* start Exercise material *

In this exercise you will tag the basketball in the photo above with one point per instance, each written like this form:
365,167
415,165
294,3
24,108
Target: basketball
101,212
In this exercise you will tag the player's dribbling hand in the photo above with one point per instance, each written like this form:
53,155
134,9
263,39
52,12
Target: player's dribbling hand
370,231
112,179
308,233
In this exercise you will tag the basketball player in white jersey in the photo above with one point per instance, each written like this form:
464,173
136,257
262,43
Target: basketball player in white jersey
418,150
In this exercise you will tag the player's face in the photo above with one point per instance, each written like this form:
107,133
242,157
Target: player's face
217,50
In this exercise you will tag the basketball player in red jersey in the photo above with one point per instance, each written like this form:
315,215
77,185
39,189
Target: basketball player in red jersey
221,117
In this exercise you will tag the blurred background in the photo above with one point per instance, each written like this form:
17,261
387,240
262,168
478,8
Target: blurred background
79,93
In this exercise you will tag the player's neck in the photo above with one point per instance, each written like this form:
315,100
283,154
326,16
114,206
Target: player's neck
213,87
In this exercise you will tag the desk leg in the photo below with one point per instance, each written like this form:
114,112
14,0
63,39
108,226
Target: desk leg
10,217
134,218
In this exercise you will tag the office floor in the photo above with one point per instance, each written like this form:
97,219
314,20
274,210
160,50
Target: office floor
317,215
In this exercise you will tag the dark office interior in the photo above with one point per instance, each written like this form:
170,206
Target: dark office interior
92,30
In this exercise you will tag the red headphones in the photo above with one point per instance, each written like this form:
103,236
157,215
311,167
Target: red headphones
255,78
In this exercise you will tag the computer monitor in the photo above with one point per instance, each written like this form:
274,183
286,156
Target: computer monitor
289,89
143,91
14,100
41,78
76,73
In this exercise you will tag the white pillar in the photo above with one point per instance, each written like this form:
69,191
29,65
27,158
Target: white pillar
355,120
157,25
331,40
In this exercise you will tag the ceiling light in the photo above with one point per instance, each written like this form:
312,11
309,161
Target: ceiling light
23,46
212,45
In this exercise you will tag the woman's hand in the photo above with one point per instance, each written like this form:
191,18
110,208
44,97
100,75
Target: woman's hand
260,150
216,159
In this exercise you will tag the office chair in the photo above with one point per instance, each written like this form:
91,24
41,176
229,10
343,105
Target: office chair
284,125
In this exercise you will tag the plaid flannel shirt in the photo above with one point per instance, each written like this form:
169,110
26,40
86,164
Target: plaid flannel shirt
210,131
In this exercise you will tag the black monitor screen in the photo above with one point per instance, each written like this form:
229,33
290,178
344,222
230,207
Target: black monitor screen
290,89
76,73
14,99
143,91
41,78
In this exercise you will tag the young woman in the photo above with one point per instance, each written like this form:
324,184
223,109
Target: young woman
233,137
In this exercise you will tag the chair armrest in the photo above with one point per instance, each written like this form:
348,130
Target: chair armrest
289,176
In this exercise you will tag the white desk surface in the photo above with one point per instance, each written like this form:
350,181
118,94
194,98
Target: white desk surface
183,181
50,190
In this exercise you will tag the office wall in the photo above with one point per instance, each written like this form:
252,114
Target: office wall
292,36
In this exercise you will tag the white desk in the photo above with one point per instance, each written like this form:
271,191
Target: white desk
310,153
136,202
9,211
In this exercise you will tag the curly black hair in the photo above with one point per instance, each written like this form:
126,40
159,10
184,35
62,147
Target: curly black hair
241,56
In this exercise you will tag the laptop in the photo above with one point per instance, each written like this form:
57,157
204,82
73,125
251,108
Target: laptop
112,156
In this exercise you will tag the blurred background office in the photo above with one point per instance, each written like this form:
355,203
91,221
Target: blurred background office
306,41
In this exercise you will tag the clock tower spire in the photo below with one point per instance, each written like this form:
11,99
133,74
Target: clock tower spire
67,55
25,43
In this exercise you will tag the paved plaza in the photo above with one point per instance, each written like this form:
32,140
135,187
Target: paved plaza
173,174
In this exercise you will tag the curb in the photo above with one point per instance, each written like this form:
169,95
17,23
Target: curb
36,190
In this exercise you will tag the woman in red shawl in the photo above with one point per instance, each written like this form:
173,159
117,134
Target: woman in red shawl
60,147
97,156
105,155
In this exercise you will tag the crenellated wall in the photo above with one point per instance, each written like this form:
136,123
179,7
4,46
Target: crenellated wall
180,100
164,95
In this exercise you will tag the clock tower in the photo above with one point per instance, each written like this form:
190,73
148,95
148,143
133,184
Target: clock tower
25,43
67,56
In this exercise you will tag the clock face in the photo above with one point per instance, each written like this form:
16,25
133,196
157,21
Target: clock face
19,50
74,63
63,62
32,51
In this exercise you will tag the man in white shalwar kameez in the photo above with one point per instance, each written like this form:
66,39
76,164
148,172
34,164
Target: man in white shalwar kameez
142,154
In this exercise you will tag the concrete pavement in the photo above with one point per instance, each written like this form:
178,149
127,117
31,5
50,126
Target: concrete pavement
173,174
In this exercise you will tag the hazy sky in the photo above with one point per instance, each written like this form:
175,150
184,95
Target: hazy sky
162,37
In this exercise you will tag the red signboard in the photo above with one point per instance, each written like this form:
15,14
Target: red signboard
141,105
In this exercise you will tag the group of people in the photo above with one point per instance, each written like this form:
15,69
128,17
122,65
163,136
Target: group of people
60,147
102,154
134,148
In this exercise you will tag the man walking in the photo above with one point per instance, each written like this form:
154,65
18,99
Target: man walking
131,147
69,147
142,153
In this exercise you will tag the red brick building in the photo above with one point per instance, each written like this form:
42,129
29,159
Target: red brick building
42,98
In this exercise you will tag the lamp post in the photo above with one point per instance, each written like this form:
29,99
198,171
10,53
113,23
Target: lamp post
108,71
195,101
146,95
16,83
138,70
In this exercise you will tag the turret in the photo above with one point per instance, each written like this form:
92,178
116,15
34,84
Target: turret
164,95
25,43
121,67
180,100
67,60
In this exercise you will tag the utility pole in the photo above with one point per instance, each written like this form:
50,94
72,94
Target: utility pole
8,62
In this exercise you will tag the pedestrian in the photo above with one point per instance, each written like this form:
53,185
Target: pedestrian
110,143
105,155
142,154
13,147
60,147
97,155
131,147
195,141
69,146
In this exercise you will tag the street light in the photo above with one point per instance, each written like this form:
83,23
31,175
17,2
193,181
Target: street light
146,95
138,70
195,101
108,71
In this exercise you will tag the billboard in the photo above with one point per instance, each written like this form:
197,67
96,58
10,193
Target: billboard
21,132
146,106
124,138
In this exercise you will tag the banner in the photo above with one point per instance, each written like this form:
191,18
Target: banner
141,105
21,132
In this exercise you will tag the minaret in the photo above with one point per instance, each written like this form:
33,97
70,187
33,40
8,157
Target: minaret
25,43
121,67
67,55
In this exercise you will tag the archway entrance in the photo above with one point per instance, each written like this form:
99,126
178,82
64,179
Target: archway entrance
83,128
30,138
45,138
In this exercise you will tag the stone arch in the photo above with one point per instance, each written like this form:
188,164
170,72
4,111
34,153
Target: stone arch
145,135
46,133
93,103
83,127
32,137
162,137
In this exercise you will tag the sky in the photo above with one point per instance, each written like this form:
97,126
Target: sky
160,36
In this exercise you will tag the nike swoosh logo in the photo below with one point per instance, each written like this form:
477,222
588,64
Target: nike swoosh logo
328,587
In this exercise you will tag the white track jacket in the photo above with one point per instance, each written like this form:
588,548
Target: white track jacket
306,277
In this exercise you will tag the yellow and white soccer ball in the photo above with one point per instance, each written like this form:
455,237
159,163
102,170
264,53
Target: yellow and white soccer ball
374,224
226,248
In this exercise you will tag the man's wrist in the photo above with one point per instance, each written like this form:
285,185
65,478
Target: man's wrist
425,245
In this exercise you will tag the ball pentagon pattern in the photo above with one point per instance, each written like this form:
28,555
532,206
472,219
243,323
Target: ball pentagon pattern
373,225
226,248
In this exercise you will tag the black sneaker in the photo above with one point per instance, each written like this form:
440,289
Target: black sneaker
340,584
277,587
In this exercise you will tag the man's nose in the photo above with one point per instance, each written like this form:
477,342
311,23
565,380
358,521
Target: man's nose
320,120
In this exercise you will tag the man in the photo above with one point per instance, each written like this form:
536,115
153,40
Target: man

* end Exercise material *

Every line from the one containing "In this exercise you will tag the black sneaker" through the last line must be copied exactly; leave out the rest.

In this exercise you will tag the black sneaker in the photo above with one point per instance, each written like this form:
440,289
Target: black sneaker
340,584
277,587
In this exercise you will tag the man's nose in the photo above with one point per instance, each written like this form:
477,342
311,23
565,380
358,521
Target: man's nose
320,120
In this exercise you will tag the man in the photo above with one point per instance, each written like this form:
536,115
153,40
Target: man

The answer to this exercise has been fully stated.